[Annotation records]
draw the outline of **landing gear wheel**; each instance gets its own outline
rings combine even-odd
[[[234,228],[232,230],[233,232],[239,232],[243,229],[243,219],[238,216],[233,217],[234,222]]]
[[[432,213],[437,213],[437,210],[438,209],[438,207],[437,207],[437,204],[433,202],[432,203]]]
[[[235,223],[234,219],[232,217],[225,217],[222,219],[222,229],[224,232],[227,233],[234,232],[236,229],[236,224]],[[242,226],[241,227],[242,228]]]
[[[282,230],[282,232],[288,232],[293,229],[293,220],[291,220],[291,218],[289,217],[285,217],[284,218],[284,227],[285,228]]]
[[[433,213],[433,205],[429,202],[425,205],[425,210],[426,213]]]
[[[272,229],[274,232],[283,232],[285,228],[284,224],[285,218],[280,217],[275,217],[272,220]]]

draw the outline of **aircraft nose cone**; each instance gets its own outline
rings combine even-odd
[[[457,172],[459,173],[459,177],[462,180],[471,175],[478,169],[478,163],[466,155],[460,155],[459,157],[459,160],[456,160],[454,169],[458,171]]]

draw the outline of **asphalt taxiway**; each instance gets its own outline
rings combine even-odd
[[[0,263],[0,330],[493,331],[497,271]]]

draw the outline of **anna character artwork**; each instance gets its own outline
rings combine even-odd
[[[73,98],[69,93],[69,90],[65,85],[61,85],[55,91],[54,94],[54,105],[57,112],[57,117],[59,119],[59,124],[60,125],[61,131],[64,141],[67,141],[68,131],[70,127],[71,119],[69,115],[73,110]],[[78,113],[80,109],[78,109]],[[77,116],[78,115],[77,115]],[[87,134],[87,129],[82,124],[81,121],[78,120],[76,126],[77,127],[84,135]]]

**Written problem:**
Rewrite these lines with "asphalt taxiway" swapped for "paved runway", keeping everything else the same.

**Task output:**
draw the outline of **landing gear wheel**; each instance gets its own outline
rings combine even-odd
[[[234,228],[232,230],[233,232],[239,232],[243,229],[243,219],[238,216],[233,217],[234,222]]]
[[[432,213],[437,213],[437,210],[438,209],[438,207],[437,207],[437,204],[433,202],[432,203]]]
[[[235,223],[234,219],[232,217],[225,217],[222,219],[222,229],[224,232],[227,233],[234,232],[236,229],[236,224]],[[242,226],[241,227],[242,228]]]
[[[282,230],[282,232],[288,232],[293,229],[293,220],[291,220],[291,218],[289,217],[285,217],[284,218],[284,227],[285,228]]]
[[[433,213],[433,205],[429,202],[425,205],[425,210],[426,213]]]
[[[272,229],[274,232],[283,232],[285,228],[284,224],[285,218],[280,217],[275,217],[272,220]]]

draw the outline of **aircraft nose cone**; each instance gets its own outline
rings combine even-odd
[[[457,172],[459,173],[459,177],[462,180],[471,175],[478,169],[478,163],[466,155],[460,155],[459,157],[459,160],[456,160],[454,169],[458,171]]]

draw the outline of **paved runway**; each instance gets its own outline
rings combine even-odd
[[[0,263],[0,330],[493,331],[497,271]]]

draw the outline of **anna character artwork**; each instance gets its own outline
rings combine even-odd
[[[73,98],[69,93],[69,90],[65,85],[61,85],[55,91],[54,94],[54,105],[57,112],[57,117],[59,119],[59,124],[60,125],[61,131],[64,141],[67,141],[68,131],[70,127],[71,119],[69,115],[73,110]],[[78,113],[80,109],[78,109]],[[77,116],[78,115],[77,115]],[[87,134],[87,129],[82,124],[81,121],[78,120],[76,126],[77,127],[84,135]]]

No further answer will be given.